Natural-language object grounding data
—————

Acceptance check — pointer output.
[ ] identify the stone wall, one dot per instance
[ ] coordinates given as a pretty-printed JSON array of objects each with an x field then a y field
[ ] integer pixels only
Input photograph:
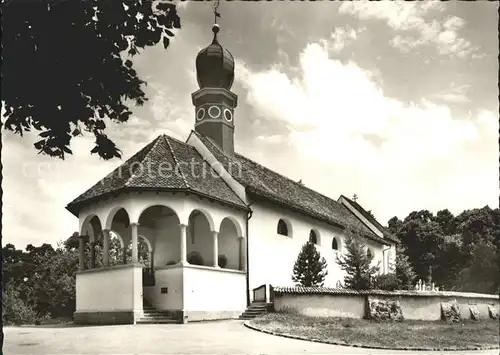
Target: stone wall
[{"x": 383, "y": 305}]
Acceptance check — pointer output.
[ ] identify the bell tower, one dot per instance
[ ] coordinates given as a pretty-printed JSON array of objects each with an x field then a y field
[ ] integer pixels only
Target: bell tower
[{"x": 214, "y": 102}]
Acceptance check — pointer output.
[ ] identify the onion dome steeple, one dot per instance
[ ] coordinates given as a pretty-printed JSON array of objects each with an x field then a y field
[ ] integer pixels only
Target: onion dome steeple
[
  {"x": 215, "y": 65},
  {"x": 214, "y": 102}
]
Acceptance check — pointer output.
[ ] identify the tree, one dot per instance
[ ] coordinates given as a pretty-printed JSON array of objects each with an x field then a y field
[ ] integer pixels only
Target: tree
[
  {"x": 310, "y": 268},
  {"x": 404, "y": 270},
  {"x": 482, "y": 273},
  {"x": 63, "y": 72},
  {"x": 357, "y": 264}
]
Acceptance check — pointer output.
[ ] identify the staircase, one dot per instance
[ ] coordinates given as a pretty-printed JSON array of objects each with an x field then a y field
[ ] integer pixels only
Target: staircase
[
  {"x": 255, "y": 309},
  {"x": 153, "y": 316}
]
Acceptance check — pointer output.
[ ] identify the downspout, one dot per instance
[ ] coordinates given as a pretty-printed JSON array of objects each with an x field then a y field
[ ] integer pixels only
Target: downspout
[
  {"x": 386, "y": 265},
  {"x": 249, "y": 215}
]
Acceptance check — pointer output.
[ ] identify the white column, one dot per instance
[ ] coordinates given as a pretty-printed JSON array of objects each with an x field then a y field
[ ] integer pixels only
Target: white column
[
  {"x": 183, "y": 228},
  {"x": 215, "y": 249},
  {"x": 243, "y": 264},
  {"x": 105, "y": 244},
  {"x": 81, "y": 256},
  {"x": 135, "y": 254}
]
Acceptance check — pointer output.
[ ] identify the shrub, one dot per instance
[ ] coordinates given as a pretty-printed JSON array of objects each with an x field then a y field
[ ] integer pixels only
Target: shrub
[
  {"x": 357, "y": 264},
  {"x": 387, "y": 282},
  {"x": 15, "y": 310},
  {"x": 310, "y": 268}
]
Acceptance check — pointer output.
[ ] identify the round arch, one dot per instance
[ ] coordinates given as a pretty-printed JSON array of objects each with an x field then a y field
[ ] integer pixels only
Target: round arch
[
  {"x": 315, "y": 237},
  {"x": 114, "y": 234},
  {"x": 147, "y": 241},
  {"x": 91, "y": 225},
  {"x": 207, "y": 215},
  {"x": 144, "y": 208},
  {"x": 336, "y": 244},
  {"x": 112, "y": 214},
  {"x": 288, "y": 231},
  {"x": 236, "y": 224}
]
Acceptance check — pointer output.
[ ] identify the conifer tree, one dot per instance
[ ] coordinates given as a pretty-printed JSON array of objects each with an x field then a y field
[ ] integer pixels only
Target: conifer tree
[
  {"x": 357, "y": 264},
  {"x": 403, "y": 269},
  {"x": 310, "y": 267}
]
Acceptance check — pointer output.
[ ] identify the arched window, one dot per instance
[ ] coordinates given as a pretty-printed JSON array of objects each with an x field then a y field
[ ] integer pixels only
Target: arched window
[
  {"x": 313, "y": 237},
  {"x": 282, "y": 227},
  {"x": 335, "y": 245}
]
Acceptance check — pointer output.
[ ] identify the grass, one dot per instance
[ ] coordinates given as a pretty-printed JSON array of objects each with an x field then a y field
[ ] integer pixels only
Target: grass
[{"x": 414, "y": 334}]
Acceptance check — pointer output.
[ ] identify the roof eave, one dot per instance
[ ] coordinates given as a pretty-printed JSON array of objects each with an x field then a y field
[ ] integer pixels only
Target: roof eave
[
  {"x": 75, "y": 207},
  {"x": 255, "y": 193}
]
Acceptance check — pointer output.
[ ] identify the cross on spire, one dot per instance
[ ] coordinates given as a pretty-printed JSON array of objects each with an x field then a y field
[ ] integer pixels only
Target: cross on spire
[{"x": 216, "y": 14}]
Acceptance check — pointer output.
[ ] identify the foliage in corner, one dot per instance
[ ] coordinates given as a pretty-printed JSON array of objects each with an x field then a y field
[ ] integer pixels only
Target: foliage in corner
[
  {"x": 357, "y": 263},
  {"x": 63, "y": 70},
  {"x": 309, "y": 269}
]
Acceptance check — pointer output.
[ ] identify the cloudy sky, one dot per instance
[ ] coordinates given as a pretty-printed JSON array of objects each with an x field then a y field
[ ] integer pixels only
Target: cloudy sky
[{"x": 396, "y": 102}]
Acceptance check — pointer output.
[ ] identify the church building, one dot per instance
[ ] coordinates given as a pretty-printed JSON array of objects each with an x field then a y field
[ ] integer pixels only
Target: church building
[{"x": 220, "y": 229}]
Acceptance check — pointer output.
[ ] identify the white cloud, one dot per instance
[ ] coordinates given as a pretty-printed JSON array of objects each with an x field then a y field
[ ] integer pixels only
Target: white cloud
[
  {"x": 454, "y": 94},
  {"x": 411, "y": 21},
  {"x": 340, "y": 37},
  {"x": 426, "y": 159}
]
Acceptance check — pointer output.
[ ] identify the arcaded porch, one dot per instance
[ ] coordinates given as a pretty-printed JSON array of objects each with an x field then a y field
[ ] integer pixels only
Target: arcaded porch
[{"x": 186, "y": 258}]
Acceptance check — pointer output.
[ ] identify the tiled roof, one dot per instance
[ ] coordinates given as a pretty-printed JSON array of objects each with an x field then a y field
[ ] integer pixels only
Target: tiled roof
[
  {"x": 164, "y": 164},
  {"x": 372, "y": 220},
  {"x": 301, "y": 290},
  {"x": 264, "y": 183}
]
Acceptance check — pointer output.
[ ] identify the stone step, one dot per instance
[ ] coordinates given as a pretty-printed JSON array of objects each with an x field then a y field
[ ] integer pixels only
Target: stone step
[
  {"x": 157, "y": 321},
  {"x": 255, "y": 311},
  {"x": 156, "y": 315}
]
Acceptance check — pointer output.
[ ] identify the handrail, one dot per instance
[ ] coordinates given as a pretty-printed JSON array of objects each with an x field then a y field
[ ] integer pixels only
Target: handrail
[
  {"x": 256, "y": 293},
  {"x": 148, "y": 277}
]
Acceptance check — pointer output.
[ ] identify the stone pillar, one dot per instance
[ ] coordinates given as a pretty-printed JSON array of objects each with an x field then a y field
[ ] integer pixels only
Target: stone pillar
[
  {"x": 135, "y": 244},
  {"x": 105, "y": 250},
  {"x": 183, "y": 260},
  {"x": 215, "y": 249},
  {"x": 243, "y": 264},
  {"x": 92, "y": 254},
  {"x": 81, "y": 249}
]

—————

Exercise aim:
What you return should match the records above word for word, minus the pictures.

Response to the exercise:
Acceptance check — pointer output.
[ ] identify the stone wall, one dot per instance
[ ] coordinates given as a pretty-printed JSON array of objects each with an x field then a y field
[ ] integer pixels only
Input photograph:
Target: stone wall
[{"x": 383, "y": 305}]
Acceptance check — pointer output.
[ ] identify the bell tower, one dot per instance
[ ] coordinates given as a pretty-printed JSON array of objects each with an x field then a y field
[ ] integer pixels only
Target: bell tower
[{"x": 214, "y": 102}]
Acceptance check — pointer output.
[ ] identify the onion dome steeple, one dot per instance
[ ] coordinates given as a pretty-printed JSON array of objects each with an x field then a y field
[ ] integer pixels only
Target: onion dome steeple
[
  {"x": 215, "y": 65},
  {"x": 214, "y": 102}
]
Acceptance check — pointer output.
[ ] identify the tree, one dot per instance
[ ] coordinates given as a pretty-printed JSON array of objects each with an x field then a y field
[ ] integer pixels only
Target: tree
[
  {"x": 310, "y": 268},
  {"x": 404, "y": 270},
  {"x": 482, "y": 273},
  {"x": 63, "y": 72},
  {"x": 357, "y": 264}
]
Acceptance check — pointer output.
[ ] identify the staircase, one dot per instance
[ ] coordinates given as a pretty-printed JSON array of objects each with an x field then a y field
[ ] integer pixels only
Target: staircase
[
  {"x": 255, "y": 309},
  {"x": 153, "y": 316}
]
Acceptance check — pointer output.
[ ] identify the downspout, one dot per instance
[ ] coordinates given as a pretty-printed JSON array of objects each with an x field then a y field
[ ] integer pixels only
Target: downspout
[
  {"x": 386, "y": 265},
  {"x": 249, "y": 215}
]
Acceptance check — pointer output.
[ ] identify the white column, one dot per instance
[ ] coordinates given as a pretty-printed JSON array of objects each with an x field then a y field
[ ] integer pixels only
Target: white column
[
  {"x": 183, "y": 228},
  {"x": 215, "y": 249},
  {"x": 243, "y": 264},
  {"x": 105, "y": 244},
  {"x": 81, "y": 256},
  {"x": 135, "y": 254}
]
Acceptance check — pointer output.
[ ] identify the shrub, one dot per instance
[ ] coordinates given as a pretty-printed JSON array of objects each with an x field then a y field
[ ] integer pixels only
Target: shrub
[
  {"x": 357, "y": 264},
  {"x": 387, "y": 282},
  {"x": 15, "y": 310},
  {"x": 310, "y": 268}
]
Acceptance check — pointer output.
[ ] identify the round arch, one dot per instance
[ ] coordinates given as a pretty-printed JSON array of objects each with an x field then a y field
[ ] integer pixels only
Target: round arch
[
  {"x": 315, "y": 237},
  {"x": 114, "y": 234},
  {"x": 147, "y": 241},
  {"x": 91, "y": 225},
  {"x": 207, "y": 215},
  {"x": 144, "y": 208},
  {"x": 336, "y": 244},
  {"x": 112, "y": 214},
  {"x": 288, "y": 231},
  {"x": 236, "y": 224}
]
Acceptance check — pointer output.
[ ] identify the conifer tree, one dot per instance
[ ] coordinates given as a pretty-printed JSON array of objects each with an x field then a y field
[ ] integer pixels only
Target: conifer tree
[
  {"x": 357, "y": 264},
  {"x": 403, "y": 269},
  {"x": 310, "y": 267}
]
Acceptance check — pointer output.
[ ] identify the arched window, one dot per instance
[ ] coordinates given as a pretty-printed JSON array of objects each with an x field then a y field
[ ] integer pixels only
Target: arched window
[
  {"x": 313, "y": 237},
  {"x": 282, "y": 227},
  {"x": 335, "y": 245}
]
Acceptance check — pointer output.
[ ] identify the grass, one dot per instance
[ ] coordinates given as a pretty-printed JSON array of objects each with an x field then a y field
[ ] integer pixels only
Target: grass
[{"x": 414, "y": 334}]
Acceptance check — pointer output.
[ ] identify the roof eave, one dot per instance
[ ] coordinates given as a pretty-printed JSON array of objects each with an x field then a y field
[ ] integer pixels only
Target: roof eave
[
  {"x": 75, "y": 207},
  {"x": 255, "y": 193}
]
Acceptance check — pointer output.
[ ] identify the cross on spire, one dot per instance
[ ] coordinates given as a pretty-printed JSON array of objects each with an x field then a y field
[ ] integer pixels only
Target: cross on spire
[{"x": 216, "y": 14}]
Acceptance check — pointer output.
[ ] identify the foliage in corner, one dot per instance
[ ] coordinates given as a pretty-printed JSON array of objects each with an x field then a y field
[ ] integer pixels only
Target: foliage in corner
[
  {"x": 357, "y": 263},
  {"x": 63, "y": 70},
  {"x": 309, "y": 269}
]
Acceptance check — pointer output.
[ ] identify the cloudy sky, one dot per instance
[ ] coordinates given as a pretty-printed JSON array of objects each with an x field then a y field
[ ] integer pixels only
Target: cloudy sky
[{"x": 396, "y": 102}]
Acceptance check — pointer output.
[ ] identify the church building, one dot per instance
[ ] coordinates given as a pretty-printed JSON array of objects each with an x field then a y field
[ ] integer pixels only
Target: church building
[{"x": 220, "y": 229}]
Acceptance check — pointer output.
[ ] identify the white cloud, one dot per instance
[ ] coordinates given as a pretty-printed JSON array of objects each with an x field then a y field
[ ] integer pixels only
Target: white cloud
[
  {"x": 454, "y": 94},
  {"x": 411, "y": 21},
  {"x": 340, "y": 37},
  {"x": 426, "y": 159}
]
Acceptance check — pointer output.
[ ] identify the arcaded porch, one dot per instance
[ ] coordinates given as a pretty-printed JSON array of objects each with an x field then a y field
[ ] integer pixels only
Target: arcaded porch
[{"x": 186, "y": 258}]
Acceptance check — pointer output.
[ ] identify the tiled roof, one dot per instance
[ ] coordinates given as a pretty-printed JSON array of objects each with an x field then a y field
[ ] integer pixels only
Target: tiled roof
[
  {"x": 164, "y": 164},
  {"x": 372, "y": 220},
  {"x": 301, "y": 290},
  {"x": 264, "y": 183}
]
Acceptance check — pointer output.
[ ] identify the stone step, one dot per instance
[ ] coordinates given as a pretty-printed JSON array of objects each with an x field then a y field
[ ] integer pixels only
Target: stone step
[
  {"x": 157, "y": 321},
  {"x": 255, "y": 311},
  {"x": 156, "y": 315}
]
Acceptance check — pointer output.
[ ] identify the handrail, one dot per instance
[ ] coordinates given as a pretty-printed JSON array of objects each with an x field then a y field
[ ] integer pixels only
Target: handrail
[
  {"x": 256, "y": 293},
  {"x": 148, "y": 277}
]
Acceptance check — pointer output.
[ ] identify the stone pillar, one dot per instance
[ ] coordinates given as a pretty-printed JSON array of objects each with an x field then a y field
[ ] integer pixels only
Target: stone pillar
[
  {"x": 135, "y": 244},
  {"x": 105, "y": 250},
  {"x": 183, "y": 260},
  {"x": 215, "y": 249},
  {"x": 243, "y": 264},
  {"x": 92, "y": 254},
  {"x": 81, "y": 249}
]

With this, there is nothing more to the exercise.